• Saved entries:
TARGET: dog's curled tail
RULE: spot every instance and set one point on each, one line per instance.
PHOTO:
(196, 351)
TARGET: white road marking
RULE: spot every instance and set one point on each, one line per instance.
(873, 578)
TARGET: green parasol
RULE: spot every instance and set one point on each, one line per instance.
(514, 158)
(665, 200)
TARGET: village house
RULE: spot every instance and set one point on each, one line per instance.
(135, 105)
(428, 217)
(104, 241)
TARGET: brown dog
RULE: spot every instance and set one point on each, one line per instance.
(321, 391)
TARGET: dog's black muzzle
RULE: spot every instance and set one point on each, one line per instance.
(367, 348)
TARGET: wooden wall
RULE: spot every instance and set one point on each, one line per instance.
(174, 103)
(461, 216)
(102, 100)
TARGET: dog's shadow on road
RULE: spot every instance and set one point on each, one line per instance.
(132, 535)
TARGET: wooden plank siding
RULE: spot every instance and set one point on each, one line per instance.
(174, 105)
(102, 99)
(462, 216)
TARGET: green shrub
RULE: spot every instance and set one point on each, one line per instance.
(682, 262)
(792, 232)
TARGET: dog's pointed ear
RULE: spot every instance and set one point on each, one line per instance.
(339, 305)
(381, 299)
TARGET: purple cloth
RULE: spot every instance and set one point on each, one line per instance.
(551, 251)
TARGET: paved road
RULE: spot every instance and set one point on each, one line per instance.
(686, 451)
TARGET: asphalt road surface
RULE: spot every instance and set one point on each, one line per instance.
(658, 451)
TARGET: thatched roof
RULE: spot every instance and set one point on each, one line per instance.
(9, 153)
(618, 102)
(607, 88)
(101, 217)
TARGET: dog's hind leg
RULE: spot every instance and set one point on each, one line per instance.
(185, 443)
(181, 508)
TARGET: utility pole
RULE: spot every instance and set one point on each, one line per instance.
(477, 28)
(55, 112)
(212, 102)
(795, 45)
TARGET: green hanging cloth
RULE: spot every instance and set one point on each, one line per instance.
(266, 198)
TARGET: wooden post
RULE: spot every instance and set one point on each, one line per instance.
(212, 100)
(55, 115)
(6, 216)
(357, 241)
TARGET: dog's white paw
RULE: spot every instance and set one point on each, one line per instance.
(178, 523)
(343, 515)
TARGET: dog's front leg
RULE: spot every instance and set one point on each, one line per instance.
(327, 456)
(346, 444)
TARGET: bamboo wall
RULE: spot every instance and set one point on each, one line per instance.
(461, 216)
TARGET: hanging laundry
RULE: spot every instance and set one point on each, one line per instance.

• Work to be completed: Beginning with the line that contains "TARGET: hanging laundry", restate word for word each line through the last one in the data, and write nothing more.

• Your response:
TARGET: hanging laundry
RULE: spot every instance and set one point on each, one line per instance.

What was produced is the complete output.